Saved entries:

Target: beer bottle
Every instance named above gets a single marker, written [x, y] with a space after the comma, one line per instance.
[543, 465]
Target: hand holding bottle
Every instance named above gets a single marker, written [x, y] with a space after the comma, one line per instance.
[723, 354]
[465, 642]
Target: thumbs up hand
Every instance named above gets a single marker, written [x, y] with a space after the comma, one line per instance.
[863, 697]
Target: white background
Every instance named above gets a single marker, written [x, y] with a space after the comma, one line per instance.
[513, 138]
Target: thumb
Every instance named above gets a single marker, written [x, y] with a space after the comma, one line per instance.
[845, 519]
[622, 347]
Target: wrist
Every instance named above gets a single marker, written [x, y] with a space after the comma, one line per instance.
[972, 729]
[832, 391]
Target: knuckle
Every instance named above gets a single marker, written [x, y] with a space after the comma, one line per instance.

Exercise details |
An exact, complete copy of the lines above from the one with "Target: wrist" through the one with "Target: knuckle" is the whole answer.

Response to this exercise |
Target: wrist
Every instance named above gets a single marker, written [x, y] with a space after the comma, one line per instance.
[972, 729]
[832, 391]
Target: knuckle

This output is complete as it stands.